### WRITTEN EXERCISE
Rewrite the listing below, substituting "item" for every "instance" and keeping everything else unchanged. Leave the pictures out.

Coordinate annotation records
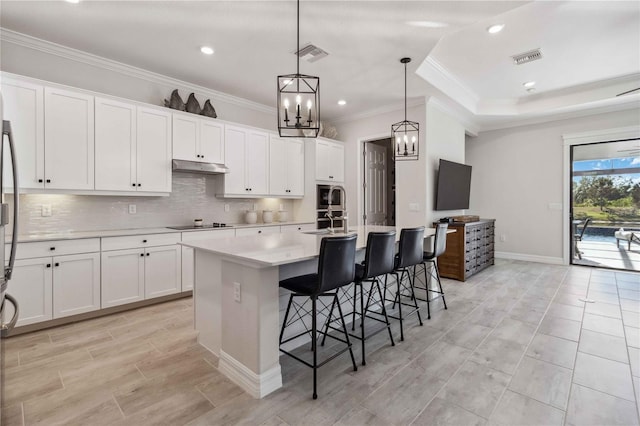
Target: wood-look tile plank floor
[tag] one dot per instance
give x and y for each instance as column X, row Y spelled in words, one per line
column 516, row 346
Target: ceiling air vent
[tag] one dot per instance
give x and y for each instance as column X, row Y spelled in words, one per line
column 523, row 58
column 311, row 53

### EXPECTED ANSWER
Target: wood-look tile plank floor
[tag] one dot per item
give x and y for each item as column X, row Y spelled in words, one per line
column 516, row 346
Target: ceiling air vent
[tag] one dot per item
give x and y for each item as column X, row Y spelled in words, one per line
column 523, row 58
column 311, row 53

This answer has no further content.